> SELECTED EXTRACT:
________________________________________

When I do their Starting Point Measurements they are caterpillars... with a big ego. With a sky high self-image. A delusional Self above the clouds.
Please note that they don't ask for their vibrational reading because they want to know... no. they already KNOW that they are the special butterfly people... When they get their results, they tell me I was wrong, or a fraud, or evil, or whatever. They post on social media. Create a website just to tell everybody how wrong I am.
The behavior, the attitude always gives your real vibration away. For example vengeance, like the woman with Dean as husband... the vibration of that behavior is 70. Nothing wrong, I used to have an even lower vibration... it is not fixed... you can start where you are.
Why would I recommend against thinking yourself butterfly? What may be wrong with that attitude? Doesn't it make you happy?
No. Your internal tension is probably unbearable... and it's killing you. How many ways?
Several ways, in fact.
1. If you think you are on the top of the third floor, for example, you'll want to go higher, or bask in the glory of being on the third floor.
But every interaction you'll have will be misdirected.
If in your world the third floor is where butterflies are... you'll speak butterfly language... that the people around you will either reject or not understand. Why? Because you are not on the third floor.
It's as if you thought you were in France... you'll speak French... but you are really in British Guyana... where people don't speak French. And you take a lot of price in not being understood... you are better, higher, blah blah blah.
2. Your actions will be delusional. You'll do things that don't work, or don't produce the results you expected them to produce.
I was a tad dull yesterday morning. I noticed. I made sure I didn't do anything that required me to be sharp, astute, and to have a wide cone of vision.
Then I had a call scheduled, so I took some time to make myself coherent... so by the time the call comes, I can be my sharp all-seeing self again... And it worked.
But hadn't I noticed that I was dull, I would have proceeded as if I were smart, piling up mistake after mistake. In fact, by the increased number of mistakes is how I noticed I was dull.
As you see, if you are not self-aware, you'll miss it. And missing it is easy. Being self aware is neither easy, nor always pleasant.
I have heard it said that what irks you about other people most is what you don't see about yourself. Knowing that saying is one thing, but seeing that you have the ugliness that you hate in the other... now, that is not easy to see.
Because of my relationship with Source, or whatever I am in relationship with... is guiding me, has been guiding me to go back to places where I missed the learning.
One of the ways Source does that is songs. A song will come back again and again. Mostly Hungarian song... for me.
The other is books or movies or Netflix series. Gnawing at me. Again and again.
I always obey these guidances. I just re-watched eight episodes of a show. Muscle test says: the thing I need to see is in the second season. And that I won't be able to miss it... lol... Source thinks more of me than I think of me.
Anyway, there it was in Season 2 Episode 1.
I saw it. A character I HAAAATED! was grabbing and holding and not letting go of something she didn't even want.
I am not sure what made me see it... maybe because I was verbalizing what it was that I hated about her.

________________________________________

Reproduce word for word the portion of the essay on self-awareness and self-image starting at "I have heard" and ending at "song... for me.".

> RECORD EXTRACTS:

________________________________________

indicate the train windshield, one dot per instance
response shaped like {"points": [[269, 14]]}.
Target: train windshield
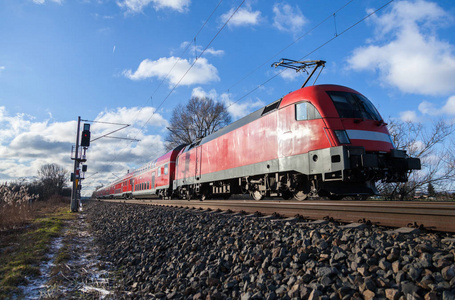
{"points": [[350, 105]]}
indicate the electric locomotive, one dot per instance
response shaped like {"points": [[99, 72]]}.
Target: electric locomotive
{"points": [[321, 140], [325, 140]]}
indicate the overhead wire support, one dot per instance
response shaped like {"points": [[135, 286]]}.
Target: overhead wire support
{"points": [[314, 50], [301, 65]]}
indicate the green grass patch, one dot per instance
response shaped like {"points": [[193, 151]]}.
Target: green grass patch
{"points": [[22, 252]]}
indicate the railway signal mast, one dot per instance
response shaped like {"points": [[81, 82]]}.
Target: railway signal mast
{"points": [[78, 159]]}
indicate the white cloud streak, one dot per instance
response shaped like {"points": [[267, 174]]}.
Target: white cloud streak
{"points": [[408, 116], [243, 17], [137, 6], [429, 108], [43, 1], [202, 71], [408, 53], [27, 144]]}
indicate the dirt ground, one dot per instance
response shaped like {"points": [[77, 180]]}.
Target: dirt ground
{"points": [[74, 268]]}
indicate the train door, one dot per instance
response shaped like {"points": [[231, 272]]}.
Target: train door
{"points": [[153, 180], [198, 162]]}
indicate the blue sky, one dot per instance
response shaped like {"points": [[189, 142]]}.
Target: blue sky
{"points": [[124, 61]]}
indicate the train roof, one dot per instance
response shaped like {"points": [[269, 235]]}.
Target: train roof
{"points": [[293, 97]]}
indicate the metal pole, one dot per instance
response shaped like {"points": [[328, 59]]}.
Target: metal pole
{"points": [[74, 194]]}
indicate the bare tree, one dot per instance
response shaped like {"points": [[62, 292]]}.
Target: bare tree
{"points": [[198, 118], [52, 179], [433, 147]]}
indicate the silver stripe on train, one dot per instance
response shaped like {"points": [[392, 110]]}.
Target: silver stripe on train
{"points": [[368, 135]]}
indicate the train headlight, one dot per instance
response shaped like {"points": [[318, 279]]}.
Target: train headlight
{"points": [[342, 136]]}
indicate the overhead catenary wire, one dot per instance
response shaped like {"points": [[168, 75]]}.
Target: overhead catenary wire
{"points": [[249, 74], [184, 75], [287, 46], [311, 52]]}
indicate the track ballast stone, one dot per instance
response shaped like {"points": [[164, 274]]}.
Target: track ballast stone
{"points": [[171, 253]]}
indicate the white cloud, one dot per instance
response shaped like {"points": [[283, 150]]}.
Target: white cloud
{"points": [[43, 1], [408, 116], [136, 6], [236, 110], [288, 18], [429, 108], [409, 55], [202, 71], [27, 144], [197, 50], [243, 17]]}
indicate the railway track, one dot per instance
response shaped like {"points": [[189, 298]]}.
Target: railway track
{"points": [[438, 216]]}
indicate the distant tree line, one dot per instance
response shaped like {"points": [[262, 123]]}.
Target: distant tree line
{"points": [[51, 181], [434, 146]]}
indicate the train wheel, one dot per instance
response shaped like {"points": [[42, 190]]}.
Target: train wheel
{"points": [[300, 195], [287, 195], [256, 195]]}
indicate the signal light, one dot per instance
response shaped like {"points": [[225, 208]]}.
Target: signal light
{"points": [[85, 141]]}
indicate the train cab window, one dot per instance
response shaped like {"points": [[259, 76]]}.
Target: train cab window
{"points": [[306, 111], [351, 105]]}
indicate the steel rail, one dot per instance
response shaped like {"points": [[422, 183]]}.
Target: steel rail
{"points": [[438, 216]]}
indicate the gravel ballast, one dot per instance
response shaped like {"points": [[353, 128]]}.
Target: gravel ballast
{"points": [[172, 253]]}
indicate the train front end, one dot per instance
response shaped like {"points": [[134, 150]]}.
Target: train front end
{"points": [[362, 150]]}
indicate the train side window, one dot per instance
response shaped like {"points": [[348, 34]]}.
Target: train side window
{"points": [[306, 111]]}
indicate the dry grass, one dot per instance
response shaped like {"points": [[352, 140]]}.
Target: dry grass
{"points": [[26, 238], [17, 215]]}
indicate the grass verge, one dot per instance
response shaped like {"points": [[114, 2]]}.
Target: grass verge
{"points": [[22, 250]]}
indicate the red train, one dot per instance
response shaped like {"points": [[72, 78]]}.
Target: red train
{"points": [[324, 140]]}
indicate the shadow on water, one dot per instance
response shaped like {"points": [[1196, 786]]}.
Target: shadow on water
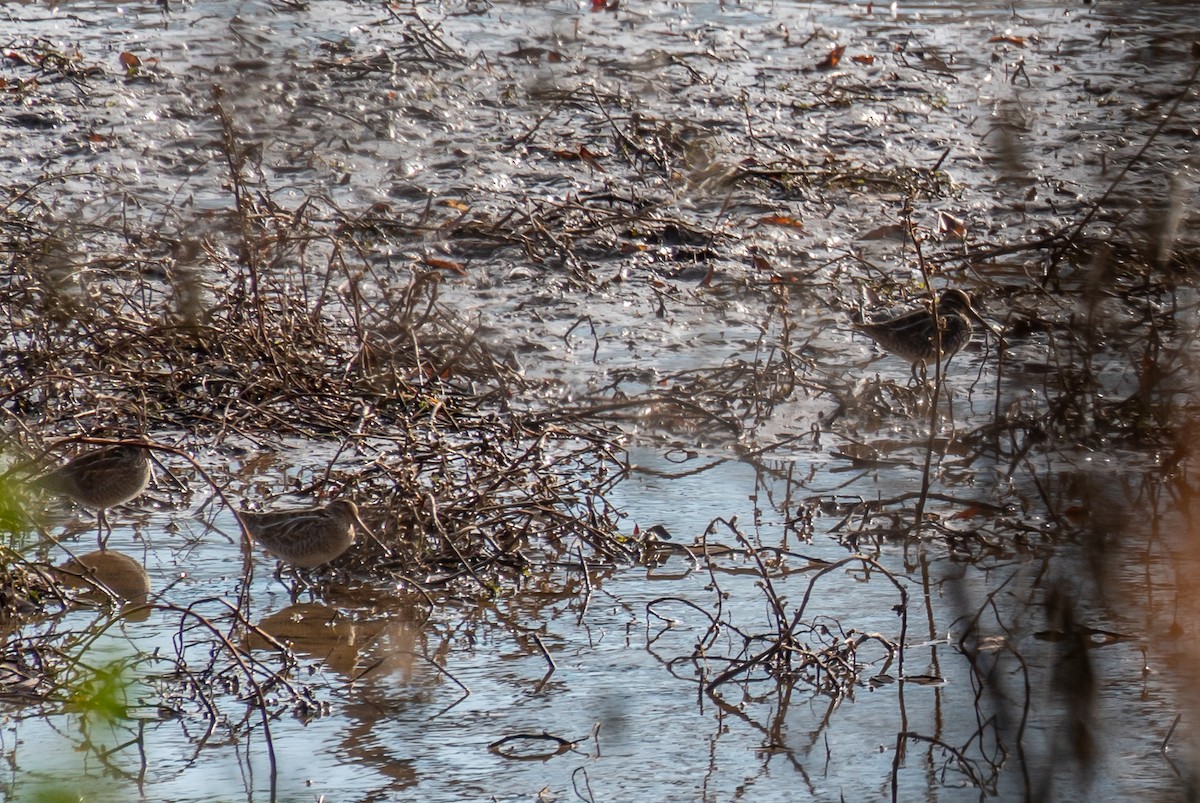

________________________________________

> RESPONSE FOR THIS EXERCISE:
I have heard it said that what irks you about other people most is what you don't see about yourself. Knowing that saying is one thing, but seeing that you have the ugliness that you hate in the other... now, that is not easy to see.
Because of my relationship with Source, or whatever I am in relationship with... is guiding me, has been guiding me to go back to places where I missed the learning.
One of the ways Source does that is songs. A song will come back again and again. Mostly Hungarian song... for me.